PostgreSQL 은 특별합니다.
단순한 데이터베이스가 아니라, 하나의 어플리케이션 플랫폼이기 때문입니다.

공지사항

뉴스 및 기사

	총 게시물 176건, 최근 0 건

Table Design and Disk I/O

글쓴이 : 모델광 날짜 : 2023-11-12 (일) 17:34 조회 : 1671

The following blog post prompted me to write this note.

Understanding Postgres IOPS: Why They Matter Even When Everything Fits in Cache (crunchydata.com)

In the bottom section (Improve your schema design) of the post, the writer tells us that proper data design can dramatically reduce the amount of data that has to be written out to the table and to the WAL. According to the writer, concerning the amount of data to be written to DISK, the following design is bad:

In the above model, every UPDATE to the "last login" timestamp will copy all column values that are on the same row, and those column values all get written into the WAL too, even though none of them are chaning.

* Stated problem A *
Pull out every line of the entries that contains the string "post".
The passage above has no connection to the entries that come after it.

Part of a data file:
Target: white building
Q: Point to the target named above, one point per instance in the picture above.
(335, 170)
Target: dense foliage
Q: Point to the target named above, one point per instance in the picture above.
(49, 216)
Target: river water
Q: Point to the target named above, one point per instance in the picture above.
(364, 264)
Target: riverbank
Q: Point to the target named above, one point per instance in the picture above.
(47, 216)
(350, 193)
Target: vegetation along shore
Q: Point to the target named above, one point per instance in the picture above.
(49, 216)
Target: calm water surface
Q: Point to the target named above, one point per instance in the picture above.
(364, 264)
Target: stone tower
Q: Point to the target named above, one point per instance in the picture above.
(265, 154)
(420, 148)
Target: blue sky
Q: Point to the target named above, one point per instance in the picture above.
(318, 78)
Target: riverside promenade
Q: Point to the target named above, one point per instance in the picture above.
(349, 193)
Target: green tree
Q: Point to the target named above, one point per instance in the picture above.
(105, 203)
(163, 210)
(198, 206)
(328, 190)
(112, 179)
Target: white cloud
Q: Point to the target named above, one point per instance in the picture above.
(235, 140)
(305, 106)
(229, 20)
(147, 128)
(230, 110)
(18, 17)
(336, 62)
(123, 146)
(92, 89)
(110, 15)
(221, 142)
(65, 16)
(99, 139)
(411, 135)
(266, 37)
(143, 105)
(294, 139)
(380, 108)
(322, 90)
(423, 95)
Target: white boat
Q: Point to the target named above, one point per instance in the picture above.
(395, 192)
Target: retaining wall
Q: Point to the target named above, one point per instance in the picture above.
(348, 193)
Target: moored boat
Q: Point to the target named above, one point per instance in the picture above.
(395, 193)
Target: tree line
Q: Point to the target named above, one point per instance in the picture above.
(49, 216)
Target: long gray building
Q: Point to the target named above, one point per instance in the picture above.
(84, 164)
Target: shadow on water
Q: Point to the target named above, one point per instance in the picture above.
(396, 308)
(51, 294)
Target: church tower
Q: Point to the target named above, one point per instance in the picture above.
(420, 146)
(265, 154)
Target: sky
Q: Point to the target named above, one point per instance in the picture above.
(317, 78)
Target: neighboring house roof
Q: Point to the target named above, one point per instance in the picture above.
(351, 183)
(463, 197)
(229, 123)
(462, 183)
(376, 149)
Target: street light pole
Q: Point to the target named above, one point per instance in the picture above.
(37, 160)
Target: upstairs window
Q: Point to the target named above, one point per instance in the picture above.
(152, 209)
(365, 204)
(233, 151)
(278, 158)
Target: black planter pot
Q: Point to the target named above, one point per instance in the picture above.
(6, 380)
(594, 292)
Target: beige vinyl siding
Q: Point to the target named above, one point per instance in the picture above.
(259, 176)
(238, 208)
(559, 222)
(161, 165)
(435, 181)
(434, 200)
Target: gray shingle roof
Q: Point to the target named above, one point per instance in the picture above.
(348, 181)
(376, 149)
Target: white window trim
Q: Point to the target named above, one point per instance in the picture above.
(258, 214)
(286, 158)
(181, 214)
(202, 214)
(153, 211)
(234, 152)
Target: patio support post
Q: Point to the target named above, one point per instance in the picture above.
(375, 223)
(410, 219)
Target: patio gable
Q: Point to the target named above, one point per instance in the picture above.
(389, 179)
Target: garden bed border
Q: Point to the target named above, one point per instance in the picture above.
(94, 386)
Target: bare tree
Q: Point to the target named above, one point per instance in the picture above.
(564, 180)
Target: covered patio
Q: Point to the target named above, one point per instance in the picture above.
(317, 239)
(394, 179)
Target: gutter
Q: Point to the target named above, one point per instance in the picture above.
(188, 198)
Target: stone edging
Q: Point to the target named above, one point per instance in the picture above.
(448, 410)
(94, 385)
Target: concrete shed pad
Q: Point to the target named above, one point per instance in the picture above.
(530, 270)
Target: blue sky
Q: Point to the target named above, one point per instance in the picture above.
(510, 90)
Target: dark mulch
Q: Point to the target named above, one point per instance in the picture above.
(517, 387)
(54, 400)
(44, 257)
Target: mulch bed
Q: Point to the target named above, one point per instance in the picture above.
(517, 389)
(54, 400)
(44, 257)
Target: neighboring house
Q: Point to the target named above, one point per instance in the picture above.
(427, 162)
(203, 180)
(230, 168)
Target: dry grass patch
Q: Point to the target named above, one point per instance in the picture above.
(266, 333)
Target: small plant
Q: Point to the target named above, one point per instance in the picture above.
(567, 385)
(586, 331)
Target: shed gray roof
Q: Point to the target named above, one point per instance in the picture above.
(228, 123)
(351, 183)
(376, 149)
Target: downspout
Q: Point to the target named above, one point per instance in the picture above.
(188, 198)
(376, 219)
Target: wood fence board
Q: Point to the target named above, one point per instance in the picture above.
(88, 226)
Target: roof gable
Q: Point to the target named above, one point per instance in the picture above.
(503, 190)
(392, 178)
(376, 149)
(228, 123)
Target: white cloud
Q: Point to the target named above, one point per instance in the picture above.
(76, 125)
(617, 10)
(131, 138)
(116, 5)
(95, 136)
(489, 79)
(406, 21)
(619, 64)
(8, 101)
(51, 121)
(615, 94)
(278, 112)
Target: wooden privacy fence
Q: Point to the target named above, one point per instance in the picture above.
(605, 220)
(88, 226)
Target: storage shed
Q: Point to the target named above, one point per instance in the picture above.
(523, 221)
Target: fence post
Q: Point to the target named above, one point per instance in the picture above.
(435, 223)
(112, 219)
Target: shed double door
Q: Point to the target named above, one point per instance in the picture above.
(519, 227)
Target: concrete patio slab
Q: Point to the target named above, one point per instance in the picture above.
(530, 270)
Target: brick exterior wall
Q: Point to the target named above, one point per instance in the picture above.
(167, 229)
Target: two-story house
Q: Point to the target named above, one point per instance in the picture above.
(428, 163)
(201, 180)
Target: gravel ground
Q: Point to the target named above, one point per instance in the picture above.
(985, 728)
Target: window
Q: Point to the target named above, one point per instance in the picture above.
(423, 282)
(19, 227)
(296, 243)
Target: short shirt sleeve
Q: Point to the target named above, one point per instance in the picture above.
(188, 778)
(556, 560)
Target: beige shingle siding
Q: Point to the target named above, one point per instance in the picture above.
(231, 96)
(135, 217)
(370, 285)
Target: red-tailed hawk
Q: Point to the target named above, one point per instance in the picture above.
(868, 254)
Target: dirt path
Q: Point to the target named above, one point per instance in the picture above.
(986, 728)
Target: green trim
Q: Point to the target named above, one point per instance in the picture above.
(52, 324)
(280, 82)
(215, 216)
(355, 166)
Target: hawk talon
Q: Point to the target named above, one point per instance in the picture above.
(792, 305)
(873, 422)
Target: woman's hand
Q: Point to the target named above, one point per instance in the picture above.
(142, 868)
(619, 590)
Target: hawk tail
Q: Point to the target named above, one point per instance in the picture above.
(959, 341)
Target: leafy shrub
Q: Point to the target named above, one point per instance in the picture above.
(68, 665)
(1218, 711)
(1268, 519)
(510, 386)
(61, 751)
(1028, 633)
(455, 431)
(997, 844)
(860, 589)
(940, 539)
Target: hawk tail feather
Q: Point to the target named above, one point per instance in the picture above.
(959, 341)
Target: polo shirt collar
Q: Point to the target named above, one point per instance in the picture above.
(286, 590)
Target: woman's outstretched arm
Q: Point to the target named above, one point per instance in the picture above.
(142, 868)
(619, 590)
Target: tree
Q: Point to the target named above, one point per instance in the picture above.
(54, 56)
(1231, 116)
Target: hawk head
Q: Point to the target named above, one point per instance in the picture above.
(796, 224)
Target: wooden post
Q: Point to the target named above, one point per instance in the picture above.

* Stated problem B *
Please retype the whole passage on table design and disk I/O without any changes.

* Written reply A *
Target: patio support post
Target: fence post
Target: wooden post

* Written reply B *
PostgreSQL 은 특별합니다.
단순한 데이터베이스가 아니라, 하나의 어플리케이션 플랫폼이기 때문입니다.

공지사항

뉴스 및 기사

	총 게시물 176건, 최근 0 건

Table Design and Disk I/O

글쓴이 : 모델광 날짜 : 2023-11-12 (일) 17:34 조회 : 1671

The following blog post prompted me to write this note.

Understanding Postgres IOPS: Why They Matter Even When Everything Fits in Cache (crunchydata.com)

In the bottom section (Improve your schema design) of the post, the writer tells us that proper data design can dramatically reduce the amount of data that has to be written out to the table and to the WAL. According to the writer, concerning the amount of data to be written to DISK, the following design is bad:

In the above model, every UPDATE to the "last login" timestamp will copy all column values that are on the same row, and those column values all get written into the WAL too, even though none of them are chaning.